= What is required =
Collect each line of the items below that contains the word "every", and copy those lines in full. Matching is case-sensitive.

= Records provided =

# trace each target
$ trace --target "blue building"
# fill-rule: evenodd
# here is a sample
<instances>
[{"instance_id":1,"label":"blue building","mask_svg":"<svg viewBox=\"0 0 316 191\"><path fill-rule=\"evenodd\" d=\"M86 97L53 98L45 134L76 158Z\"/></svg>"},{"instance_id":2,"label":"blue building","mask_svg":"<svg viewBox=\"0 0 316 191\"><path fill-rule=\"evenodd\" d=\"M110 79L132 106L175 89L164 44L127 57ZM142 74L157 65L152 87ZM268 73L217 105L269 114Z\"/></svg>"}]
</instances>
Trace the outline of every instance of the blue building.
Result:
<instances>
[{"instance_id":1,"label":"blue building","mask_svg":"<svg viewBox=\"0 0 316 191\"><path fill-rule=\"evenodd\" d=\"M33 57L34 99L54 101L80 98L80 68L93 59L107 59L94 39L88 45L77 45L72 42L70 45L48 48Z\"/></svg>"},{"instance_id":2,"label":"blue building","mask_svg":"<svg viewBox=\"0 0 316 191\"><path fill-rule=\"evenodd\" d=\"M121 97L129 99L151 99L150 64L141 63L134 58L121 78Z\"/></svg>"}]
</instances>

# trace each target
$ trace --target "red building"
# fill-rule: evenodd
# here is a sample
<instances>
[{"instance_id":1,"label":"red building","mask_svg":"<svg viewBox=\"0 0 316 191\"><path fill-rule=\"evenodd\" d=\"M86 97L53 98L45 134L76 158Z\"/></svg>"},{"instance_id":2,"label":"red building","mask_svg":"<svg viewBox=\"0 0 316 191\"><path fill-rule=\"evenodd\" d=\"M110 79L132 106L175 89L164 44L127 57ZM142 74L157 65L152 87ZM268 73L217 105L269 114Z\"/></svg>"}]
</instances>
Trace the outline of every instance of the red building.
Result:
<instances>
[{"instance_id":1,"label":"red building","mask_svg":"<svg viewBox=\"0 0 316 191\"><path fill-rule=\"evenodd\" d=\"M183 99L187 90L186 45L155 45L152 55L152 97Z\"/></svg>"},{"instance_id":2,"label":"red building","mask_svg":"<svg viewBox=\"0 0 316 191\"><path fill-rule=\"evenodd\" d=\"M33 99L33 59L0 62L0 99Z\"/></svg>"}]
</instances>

= Worked answer =
Trace the outline of every instance of the blue building.
Trace the outline of every instance of the red building.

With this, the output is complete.